Reproduce word for word the part of the La Cocina review running from "Alonso Ruizpalacios’ La" to "and terminally overlong.".

- TEXT BLOCK
□ □ □
Director: Alonso Ruizpalacios
Stars: Rooney Mara, Raúl Briones, Anna Díaz
The fraught environs of the service industry have been mined expertly in recent years for their dramatic potential, particularly the intensity found in restaurant kitchens, with the likes of Boiling Point and TV smash The Bear providing viewers micro-doses of formidable stress. The adrenaline rush has been conveyed well enough to help us understand why a certain type of person might feel compelled to keep pace in such toxic climates. Part of us feeds off of the pressure. Some of us need it.
Alonso Ruizpalacios’ La Cocina arrives relatively late in the cycle for this subgenre, depicting a single day behind the scenes at a Times Square bistro called The Grill. Ruizpalacios shoots in monochrome, presumably to communicate some level of austerity. Scenes within the kitchen are boxed up in the academy ratio to enhance the sense of claustrophobia, while Juan Pablo Ramírez’s cinematography frequently pushes the characters down into the bottom half of the frame so as to visually symbolise their place in the pecking order and the weight of expectation on their shoulders. It’s all very self-conscious and self-important. A Serious Film. Too bad it’s aggravating, asinine, unbearably pretentious and terminally overlong.
□ □ □
- EXTRACTED DATA

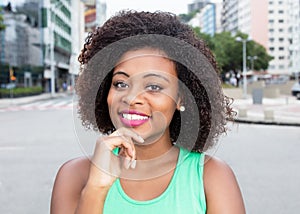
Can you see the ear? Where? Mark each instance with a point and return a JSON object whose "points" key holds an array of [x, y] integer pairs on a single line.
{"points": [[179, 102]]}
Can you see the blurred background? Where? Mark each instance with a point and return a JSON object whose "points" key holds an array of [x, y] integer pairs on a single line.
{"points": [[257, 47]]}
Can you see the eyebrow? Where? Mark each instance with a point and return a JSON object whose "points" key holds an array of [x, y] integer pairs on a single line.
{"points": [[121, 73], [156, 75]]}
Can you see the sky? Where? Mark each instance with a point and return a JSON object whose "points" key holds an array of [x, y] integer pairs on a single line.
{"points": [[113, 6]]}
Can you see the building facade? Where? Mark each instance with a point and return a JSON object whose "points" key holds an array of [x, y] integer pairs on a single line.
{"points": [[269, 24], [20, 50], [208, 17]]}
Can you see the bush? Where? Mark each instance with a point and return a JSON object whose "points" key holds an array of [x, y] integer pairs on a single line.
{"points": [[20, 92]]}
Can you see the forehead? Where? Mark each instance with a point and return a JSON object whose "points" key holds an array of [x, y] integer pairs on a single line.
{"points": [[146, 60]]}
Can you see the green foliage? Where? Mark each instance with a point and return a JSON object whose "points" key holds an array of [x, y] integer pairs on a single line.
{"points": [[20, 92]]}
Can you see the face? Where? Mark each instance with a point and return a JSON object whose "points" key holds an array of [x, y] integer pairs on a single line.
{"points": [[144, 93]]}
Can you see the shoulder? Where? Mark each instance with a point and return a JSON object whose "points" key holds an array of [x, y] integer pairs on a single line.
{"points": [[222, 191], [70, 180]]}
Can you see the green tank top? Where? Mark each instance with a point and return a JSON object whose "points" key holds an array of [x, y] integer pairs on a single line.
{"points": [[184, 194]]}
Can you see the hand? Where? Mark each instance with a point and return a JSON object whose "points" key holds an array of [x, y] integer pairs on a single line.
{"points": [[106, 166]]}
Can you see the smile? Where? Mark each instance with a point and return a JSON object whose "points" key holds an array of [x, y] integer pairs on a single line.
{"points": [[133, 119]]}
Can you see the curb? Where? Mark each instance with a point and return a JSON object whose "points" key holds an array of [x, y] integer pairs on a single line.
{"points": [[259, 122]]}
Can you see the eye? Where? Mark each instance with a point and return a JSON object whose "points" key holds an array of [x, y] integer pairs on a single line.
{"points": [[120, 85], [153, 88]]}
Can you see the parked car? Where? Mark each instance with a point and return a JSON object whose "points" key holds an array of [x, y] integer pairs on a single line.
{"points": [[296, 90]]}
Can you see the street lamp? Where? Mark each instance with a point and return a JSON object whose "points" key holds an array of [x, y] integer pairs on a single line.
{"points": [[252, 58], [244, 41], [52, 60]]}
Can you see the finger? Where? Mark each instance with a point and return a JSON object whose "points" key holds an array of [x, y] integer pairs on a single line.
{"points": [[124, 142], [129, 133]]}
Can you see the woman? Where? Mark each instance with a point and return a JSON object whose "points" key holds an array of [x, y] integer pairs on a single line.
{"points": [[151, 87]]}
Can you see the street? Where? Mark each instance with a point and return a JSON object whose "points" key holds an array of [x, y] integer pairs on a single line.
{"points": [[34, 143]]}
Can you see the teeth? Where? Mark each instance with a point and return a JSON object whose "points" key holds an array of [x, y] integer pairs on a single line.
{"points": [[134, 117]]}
□ □ □
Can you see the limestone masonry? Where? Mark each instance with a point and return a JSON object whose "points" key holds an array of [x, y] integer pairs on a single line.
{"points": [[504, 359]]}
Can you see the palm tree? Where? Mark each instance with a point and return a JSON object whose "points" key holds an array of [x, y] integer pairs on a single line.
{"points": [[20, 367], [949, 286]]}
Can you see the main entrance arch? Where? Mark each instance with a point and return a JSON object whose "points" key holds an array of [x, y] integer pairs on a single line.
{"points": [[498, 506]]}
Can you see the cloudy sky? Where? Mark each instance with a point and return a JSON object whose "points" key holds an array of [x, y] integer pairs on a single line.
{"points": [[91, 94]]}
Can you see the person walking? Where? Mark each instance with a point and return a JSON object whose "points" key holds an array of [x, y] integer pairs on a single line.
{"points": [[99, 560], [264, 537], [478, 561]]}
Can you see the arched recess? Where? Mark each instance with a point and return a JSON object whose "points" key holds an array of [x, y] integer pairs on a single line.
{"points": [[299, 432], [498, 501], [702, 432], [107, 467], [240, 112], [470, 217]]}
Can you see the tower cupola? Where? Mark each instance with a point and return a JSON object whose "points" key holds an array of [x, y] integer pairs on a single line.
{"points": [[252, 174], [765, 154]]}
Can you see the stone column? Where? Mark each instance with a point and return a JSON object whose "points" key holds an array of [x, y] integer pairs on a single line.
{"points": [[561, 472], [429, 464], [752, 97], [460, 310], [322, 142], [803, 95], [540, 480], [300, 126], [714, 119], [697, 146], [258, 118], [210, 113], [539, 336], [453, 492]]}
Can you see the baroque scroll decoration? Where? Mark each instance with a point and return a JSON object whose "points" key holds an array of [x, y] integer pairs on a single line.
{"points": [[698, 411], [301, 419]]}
□ □ □
- ANSWER BELOW
Alonso Ruizpalacios’ La Cocina arrives relatively late in the cycle for this subgenre, depicting a single day behind the scenes at a Times Square bistro called The Grill. Ruizpalacios shoots in monochrome, presumably to communicate some level of austerity. Scenes within the kitchen are boxed up in the academy ratio to enhance the sense of claustrophobia, while Juan Pablo Ramírez’s cinematography frequently pushes the characters down into the bottom half of the frame so as to visually symbolise their place in the pecking order and the weight of expectation on their shoulders. It’s all very self-conscious and self-important. A Serious Film. Too bad it’s aggravating, asinine, unbearably pretentious and terminally overlong.